* Passage provided *
══════════

# Looking for a new case with a motherboard tray



## PaulieG (Oct 16, 2007)

I need some help guys. I'm looking for a new case with a removable motherboard tray. It can be a mid or a full tower, must be $125 or less, and black. I'd appreciate any and all suggestions. Thanks!


----------



## Deleted member 24505 (Oct 16, 2007)

what about this-

http://www.newegg.com/Product/Product.aspx?Item=N82E16811112116


----------



## PaulieG (Oct 16, 2007)

C'mon guy's, keep the suggestions flowing...


----------



## kwchang007 (Oct 16, 2007)

Here's one http://www.newegg.com/Product/Product.aspx?Item=N82E16811156062


----------



## panchoman (Oct 16, 2007)

http://www.newegg.com/Product/Product.aspx?Item=N82E16811146029&Tpk=zero

sweet cases, loads of fans. 4 on the side panel, 2 on the back, 1 in the front, etc. etc.


----------



## Deleted member 24505 (Oct 16, 2007)

Paulieg said:


> I'm looking for a new case with a removable motherboard tray.



the nzxt does'nt have a removable tray does it?


----------



## PaulieG (Oct 16, 2007)

kwchang007 said:


> Here's one http://www.newegg.com/Product/Product.aspx?Item=N82E16811156062



I like this one, but I'm not sure about the 80mm fans...keep 'em coming!!


----------



## trt740 (Oct 16, 2007)

*this was pc magazine case of year 2005*

http://www.buy.com/retail/product.a...m=202021306&Type=PE&Category=Comp&dcaid=15890

Solid aluminum and has temp sensors  in the bottom and top of the case. It also has a  temp digital display and blue leds. Here is a review on it 
It is also tooless and has a brushed aluminum finsh. I own this case it's very very nice. It also has a clip and remove drives system.
http://www.anandtech.com/casecooling/showdoc.aspx?i=2346


----------



## DOM (Oct 16, 2007)

how about find your own lol j/k

what about side window does it have to have one ?


----------



## DOM (Oct 16, 2007)

trt740 said:


> http://www.buy.com/retail/product.a...m=202021306&Type=PE&Category=Comp&dcaid=15890
> 
> Solid aluminum and has temp sensors  in the bottom and top of the case. It also has a  temp digital display and blue leds. Here is a review on it http://www.anandtech.com/casecooling/showdoc.aspx?i=2346



I think you missed the he wants a Blk case


----------



## trt740 (Oct 16, 2007)

══════════

* Source material *
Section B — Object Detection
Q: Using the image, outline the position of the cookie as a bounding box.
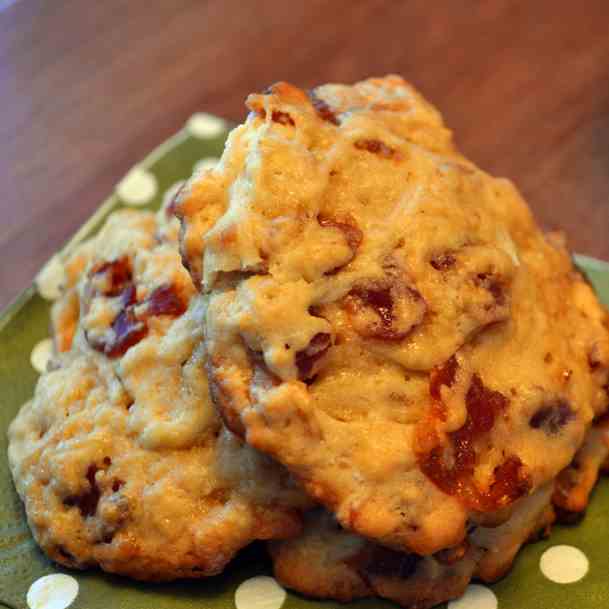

══════════

* Problems to work on *
A – Write out the portion of the case-shopping thread between "## kwchang007 (Oct" and "front, etc. etc.", inclusive.
B – Carry on the forum thread about finding a case with a removable motherboard tray from the point where it stops.

* Outputs for the tasks *
A –
## kwchang007 (Oct 16, 2007)

Here's one http://www.newegg.com/Product/Product.aspx?Item=N82E16811156062


----------



## panchoman (Oct 16, 2007)

http://www.newegg.com/Product/Product.aspx?Item=N82E16811146029&Tpk=zero

sweet cases, loads of fans. 4 on the side panel, 2 on the back, 1 in the front, etc. etc.

B –
oops cannot help then but it does have black trim. No  side fan but with bigger heatsinks (one won't fit in a regular atx case with a big heatsink anyways) or water cooling you don't need one plus it's solid aluminum, tray included, and acts as one big heatsink.


----------



## PaulieG (Oct 16, 2007)

Side window is not necessary. I would prefer all 120mm fan mounts in the front and back though.


----------



## fredde (Oct 16, 2007)

Check this one out http://www.performance-pcs.com/catalog/index.php?main_page=product_info&cPath=104&products_id=21171 I put my latest Q6600 sys. together using this case. Performance-pcs. put a 120mm blow hole in the top. I added an additional 120mm fan module to the front. I used all scythe s-flex fans (6) for low noise purposes. Turned out to be a real beauty of a system. Slightly over your budget.

2 120mm fans front
1 120mm fan top
1 120 mm fan back
1 120mm fan side, exhausts out back
HSF 120mm


----------



## trt740 (Oct 16, 2007)

Paulieg said:


> Side window is not necessary. I would prefer all 120mm fan mounts in the front and back though.


 Mine I listed has 120mm fans


----------



## PaulieG (Oct 16, 2007)

trt740 said:


> Mine I listed has 120mm fans



Yeah, but it's not black...wish it was though, it's all good on my other requirements


----------



## trt740 (Oct 16, 2007)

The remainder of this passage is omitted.